BEGIN

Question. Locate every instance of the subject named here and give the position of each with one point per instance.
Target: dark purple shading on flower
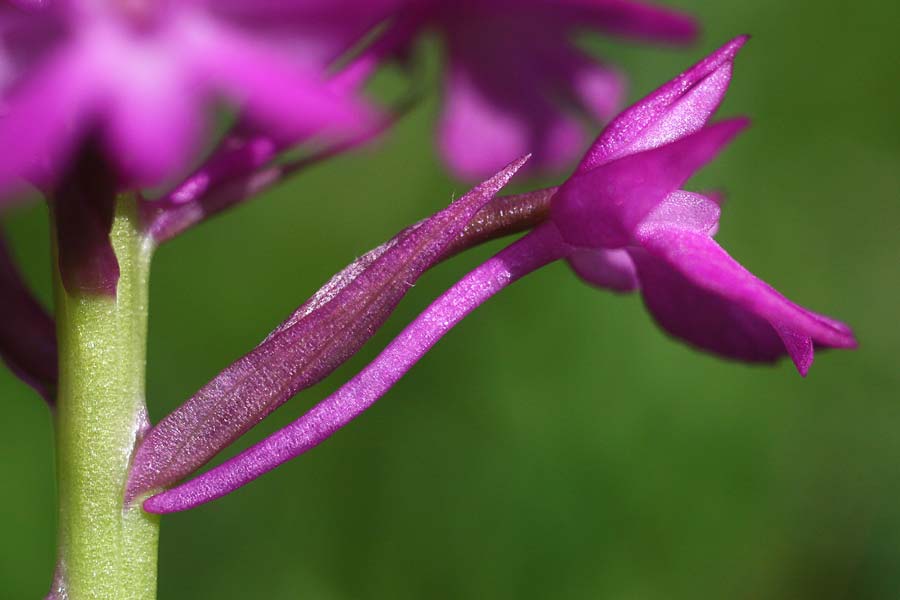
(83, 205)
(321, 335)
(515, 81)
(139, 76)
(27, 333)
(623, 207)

END

If pictures are present, they are dropped, and the entries above are written out word for word.

Question. Locate every instance of the subject named here and give the position of each with one point per instance.
Target: dark purple shading on flower
(83, 205)
(321, 335)
(515, 81)
(139, 76)
(27, 333)
(623, 207)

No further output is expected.